• _SET PROBLEM_: Count the lines in the items below that contain the string "microwave", matching case exactly. Reply with the number alone.

• _ITEMS_:
>>>

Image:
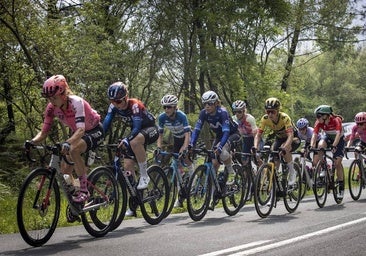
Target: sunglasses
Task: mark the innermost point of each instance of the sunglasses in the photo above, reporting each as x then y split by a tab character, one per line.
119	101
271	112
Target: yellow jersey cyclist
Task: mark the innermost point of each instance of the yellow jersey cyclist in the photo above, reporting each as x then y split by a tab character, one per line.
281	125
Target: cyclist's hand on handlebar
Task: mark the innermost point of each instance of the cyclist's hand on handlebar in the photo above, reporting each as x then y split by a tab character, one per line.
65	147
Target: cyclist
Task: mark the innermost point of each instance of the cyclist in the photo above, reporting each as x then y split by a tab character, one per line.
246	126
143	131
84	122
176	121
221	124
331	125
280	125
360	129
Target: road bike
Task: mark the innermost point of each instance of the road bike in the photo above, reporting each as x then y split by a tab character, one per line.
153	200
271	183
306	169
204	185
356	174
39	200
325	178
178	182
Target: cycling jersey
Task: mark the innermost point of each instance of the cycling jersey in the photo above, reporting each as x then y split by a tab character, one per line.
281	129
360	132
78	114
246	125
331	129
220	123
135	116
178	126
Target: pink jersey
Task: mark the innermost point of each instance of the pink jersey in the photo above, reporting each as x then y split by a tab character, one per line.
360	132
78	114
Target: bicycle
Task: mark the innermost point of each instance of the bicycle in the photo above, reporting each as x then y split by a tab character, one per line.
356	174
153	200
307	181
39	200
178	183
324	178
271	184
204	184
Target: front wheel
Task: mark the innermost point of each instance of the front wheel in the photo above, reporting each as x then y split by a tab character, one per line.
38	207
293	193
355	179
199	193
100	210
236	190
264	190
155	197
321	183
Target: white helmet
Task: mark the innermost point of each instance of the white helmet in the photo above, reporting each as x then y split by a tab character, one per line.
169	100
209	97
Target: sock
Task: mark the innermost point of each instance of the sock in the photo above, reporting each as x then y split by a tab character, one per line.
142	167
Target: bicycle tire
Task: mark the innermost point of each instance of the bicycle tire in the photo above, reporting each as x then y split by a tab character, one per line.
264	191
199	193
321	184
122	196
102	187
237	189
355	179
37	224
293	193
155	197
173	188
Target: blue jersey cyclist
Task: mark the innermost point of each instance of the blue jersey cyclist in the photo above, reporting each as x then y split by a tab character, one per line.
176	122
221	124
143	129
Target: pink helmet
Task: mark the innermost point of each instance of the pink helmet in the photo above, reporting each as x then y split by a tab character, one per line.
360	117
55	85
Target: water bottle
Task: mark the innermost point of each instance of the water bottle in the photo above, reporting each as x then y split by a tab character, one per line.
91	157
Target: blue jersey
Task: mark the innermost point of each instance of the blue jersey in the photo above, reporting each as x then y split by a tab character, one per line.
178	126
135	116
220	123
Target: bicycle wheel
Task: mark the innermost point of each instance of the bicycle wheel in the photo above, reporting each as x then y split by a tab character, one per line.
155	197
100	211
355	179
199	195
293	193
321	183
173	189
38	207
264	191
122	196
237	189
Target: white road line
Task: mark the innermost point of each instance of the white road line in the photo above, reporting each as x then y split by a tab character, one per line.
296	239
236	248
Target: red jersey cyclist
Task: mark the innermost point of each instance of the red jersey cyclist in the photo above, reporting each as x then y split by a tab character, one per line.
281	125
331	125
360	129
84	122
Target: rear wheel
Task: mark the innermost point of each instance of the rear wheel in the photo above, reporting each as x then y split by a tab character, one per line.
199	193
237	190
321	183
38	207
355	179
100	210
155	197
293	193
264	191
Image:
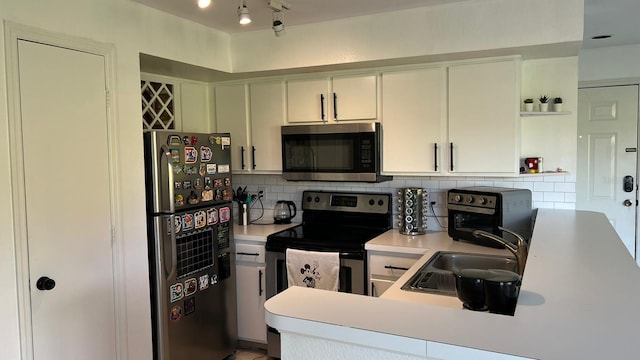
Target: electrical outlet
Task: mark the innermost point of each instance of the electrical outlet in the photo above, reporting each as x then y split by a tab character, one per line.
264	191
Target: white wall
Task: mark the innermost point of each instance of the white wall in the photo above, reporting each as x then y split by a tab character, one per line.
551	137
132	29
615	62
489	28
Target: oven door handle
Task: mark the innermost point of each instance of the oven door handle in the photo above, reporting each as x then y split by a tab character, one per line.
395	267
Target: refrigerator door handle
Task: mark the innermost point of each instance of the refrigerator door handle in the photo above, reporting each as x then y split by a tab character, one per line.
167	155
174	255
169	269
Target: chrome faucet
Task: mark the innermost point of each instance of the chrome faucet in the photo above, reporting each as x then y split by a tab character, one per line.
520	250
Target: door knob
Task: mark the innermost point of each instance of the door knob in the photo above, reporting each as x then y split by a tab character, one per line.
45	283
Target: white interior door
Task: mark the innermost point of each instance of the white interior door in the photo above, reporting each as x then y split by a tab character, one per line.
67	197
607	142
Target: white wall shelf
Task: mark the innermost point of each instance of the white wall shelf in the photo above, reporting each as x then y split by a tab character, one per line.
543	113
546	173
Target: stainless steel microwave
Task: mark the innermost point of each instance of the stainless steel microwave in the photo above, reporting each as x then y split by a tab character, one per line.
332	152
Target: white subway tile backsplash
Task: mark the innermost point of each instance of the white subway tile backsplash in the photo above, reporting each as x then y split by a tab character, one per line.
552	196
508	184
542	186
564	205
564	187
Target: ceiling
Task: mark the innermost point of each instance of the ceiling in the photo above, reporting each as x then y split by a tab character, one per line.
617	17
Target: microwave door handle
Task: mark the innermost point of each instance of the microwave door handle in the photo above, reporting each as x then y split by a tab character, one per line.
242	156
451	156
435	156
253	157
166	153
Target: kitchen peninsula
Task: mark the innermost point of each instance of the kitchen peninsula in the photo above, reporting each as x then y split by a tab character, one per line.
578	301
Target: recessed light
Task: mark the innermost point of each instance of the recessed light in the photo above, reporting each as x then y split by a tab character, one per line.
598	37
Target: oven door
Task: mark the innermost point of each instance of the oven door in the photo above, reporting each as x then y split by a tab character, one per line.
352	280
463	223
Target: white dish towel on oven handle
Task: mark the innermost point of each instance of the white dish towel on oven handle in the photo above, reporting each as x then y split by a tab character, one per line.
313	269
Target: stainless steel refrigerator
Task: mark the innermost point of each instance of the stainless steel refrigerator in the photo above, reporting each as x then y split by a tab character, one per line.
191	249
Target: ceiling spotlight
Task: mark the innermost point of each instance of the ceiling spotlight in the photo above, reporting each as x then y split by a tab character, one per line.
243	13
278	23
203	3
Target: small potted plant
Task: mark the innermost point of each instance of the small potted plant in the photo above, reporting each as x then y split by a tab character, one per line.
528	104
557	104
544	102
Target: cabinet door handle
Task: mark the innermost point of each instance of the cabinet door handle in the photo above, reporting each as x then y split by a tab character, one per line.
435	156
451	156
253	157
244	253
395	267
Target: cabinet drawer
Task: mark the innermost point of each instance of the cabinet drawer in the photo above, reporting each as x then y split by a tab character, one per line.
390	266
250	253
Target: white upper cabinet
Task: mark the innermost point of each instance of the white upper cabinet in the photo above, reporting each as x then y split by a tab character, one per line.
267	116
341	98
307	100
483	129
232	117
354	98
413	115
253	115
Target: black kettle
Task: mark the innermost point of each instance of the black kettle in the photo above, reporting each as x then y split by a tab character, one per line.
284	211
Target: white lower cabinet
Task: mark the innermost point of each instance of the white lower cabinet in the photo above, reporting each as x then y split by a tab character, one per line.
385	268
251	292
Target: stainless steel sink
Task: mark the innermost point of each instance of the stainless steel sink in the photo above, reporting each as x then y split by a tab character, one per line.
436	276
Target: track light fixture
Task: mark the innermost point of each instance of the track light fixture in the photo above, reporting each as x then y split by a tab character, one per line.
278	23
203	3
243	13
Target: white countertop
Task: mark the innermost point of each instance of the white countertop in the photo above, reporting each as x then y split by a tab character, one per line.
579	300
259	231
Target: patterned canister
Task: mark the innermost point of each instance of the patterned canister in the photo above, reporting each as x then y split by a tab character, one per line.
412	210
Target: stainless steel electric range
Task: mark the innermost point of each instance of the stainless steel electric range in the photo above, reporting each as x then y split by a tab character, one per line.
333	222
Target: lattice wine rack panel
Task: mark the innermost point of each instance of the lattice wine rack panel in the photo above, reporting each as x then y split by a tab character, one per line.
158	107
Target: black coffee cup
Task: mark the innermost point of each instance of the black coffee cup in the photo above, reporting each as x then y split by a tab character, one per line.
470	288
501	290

<<<
>>>

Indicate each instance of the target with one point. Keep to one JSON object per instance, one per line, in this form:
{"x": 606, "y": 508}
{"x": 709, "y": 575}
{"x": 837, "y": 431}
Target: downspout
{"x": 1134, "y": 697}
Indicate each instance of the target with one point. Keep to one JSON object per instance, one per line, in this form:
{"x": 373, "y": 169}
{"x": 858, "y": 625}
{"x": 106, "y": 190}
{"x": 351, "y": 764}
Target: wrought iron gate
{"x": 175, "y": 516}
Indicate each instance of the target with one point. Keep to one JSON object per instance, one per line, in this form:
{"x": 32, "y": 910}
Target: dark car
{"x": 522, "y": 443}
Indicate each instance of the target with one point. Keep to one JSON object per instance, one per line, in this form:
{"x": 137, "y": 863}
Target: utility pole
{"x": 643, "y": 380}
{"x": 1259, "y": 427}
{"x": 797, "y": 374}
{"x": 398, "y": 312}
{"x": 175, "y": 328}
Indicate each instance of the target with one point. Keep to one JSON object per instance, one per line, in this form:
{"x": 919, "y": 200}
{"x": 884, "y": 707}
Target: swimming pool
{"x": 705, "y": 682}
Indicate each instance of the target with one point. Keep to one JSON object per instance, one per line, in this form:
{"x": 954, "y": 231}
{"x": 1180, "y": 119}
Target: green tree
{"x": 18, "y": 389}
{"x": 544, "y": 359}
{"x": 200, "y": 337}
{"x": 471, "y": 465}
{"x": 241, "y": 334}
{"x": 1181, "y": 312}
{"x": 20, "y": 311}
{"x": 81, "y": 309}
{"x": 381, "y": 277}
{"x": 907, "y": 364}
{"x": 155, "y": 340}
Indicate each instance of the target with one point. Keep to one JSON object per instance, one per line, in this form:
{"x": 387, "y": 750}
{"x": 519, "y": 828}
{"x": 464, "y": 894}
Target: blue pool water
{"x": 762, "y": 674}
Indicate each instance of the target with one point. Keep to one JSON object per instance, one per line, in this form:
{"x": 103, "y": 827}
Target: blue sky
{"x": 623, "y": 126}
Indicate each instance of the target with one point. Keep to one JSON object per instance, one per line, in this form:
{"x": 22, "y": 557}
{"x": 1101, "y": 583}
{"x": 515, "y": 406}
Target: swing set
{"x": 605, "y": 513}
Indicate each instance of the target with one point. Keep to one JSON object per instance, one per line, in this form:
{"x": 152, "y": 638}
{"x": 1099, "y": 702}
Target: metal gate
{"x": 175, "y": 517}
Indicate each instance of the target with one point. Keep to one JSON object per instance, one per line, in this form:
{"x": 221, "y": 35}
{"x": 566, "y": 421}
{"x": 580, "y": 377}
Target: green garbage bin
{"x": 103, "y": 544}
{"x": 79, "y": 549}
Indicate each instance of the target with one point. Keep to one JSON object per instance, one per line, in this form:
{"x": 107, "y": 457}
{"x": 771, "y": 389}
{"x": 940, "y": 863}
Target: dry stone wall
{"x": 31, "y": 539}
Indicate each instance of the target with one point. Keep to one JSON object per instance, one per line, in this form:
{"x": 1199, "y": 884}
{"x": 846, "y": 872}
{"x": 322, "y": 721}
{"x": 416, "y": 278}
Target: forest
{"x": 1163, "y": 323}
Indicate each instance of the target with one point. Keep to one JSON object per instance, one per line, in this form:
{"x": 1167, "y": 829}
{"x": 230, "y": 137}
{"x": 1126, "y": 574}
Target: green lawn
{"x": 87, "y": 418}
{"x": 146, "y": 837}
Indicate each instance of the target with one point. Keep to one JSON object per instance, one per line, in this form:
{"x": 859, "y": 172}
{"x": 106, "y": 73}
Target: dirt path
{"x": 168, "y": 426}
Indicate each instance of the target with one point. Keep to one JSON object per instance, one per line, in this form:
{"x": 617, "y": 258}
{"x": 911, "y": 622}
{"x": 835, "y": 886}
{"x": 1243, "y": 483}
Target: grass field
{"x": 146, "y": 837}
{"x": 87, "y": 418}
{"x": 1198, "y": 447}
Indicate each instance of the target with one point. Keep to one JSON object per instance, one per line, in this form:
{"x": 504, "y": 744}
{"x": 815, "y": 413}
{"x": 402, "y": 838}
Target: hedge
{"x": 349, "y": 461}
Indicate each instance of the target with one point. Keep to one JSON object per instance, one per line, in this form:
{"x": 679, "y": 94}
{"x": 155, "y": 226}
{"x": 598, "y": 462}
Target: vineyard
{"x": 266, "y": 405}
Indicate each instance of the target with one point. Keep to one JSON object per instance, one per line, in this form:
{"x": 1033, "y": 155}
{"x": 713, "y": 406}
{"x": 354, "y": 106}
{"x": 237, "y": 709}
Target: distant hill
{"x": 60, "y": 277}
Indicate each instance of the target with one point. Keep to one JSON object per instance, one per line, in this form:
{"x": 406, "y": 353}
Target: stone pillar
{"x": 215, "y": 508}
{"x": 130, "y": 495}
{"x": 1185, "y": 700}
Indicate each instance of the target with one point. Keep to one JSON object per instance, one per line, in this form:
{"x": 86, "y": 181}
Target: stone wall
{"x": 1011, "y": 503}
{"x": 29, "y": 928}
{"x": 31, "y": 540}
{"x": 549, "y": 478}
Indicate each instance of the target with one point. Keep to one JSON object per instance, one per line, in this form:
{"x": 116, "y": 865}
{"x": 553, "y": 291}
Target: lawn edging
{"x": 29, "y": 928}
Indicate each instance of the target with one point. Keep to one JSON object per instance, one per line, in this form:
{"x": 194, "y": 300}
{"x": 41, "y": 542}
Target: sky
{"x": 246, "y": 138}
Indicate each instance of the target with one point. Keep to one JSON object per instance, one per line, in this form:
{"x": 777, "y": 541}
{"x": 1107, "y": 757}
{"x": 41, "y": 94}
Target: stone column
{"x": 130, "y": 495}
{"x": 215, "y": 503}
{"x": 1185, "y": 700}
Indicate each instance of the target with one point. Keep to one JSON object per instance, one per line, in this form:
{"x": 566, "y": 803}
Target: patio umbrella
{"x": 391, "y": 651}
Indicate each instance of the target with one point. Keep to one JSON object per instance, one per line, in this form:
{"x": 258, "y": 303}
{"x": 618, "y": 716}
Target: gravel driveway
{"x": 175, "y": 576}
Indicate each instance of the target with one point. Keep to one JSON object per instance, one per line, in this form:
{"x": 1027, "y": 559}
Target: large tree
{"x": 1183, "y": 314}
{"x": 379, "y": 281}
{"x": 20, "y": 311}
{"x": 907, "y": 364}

<<<

• _TASK OUTPUT_: 4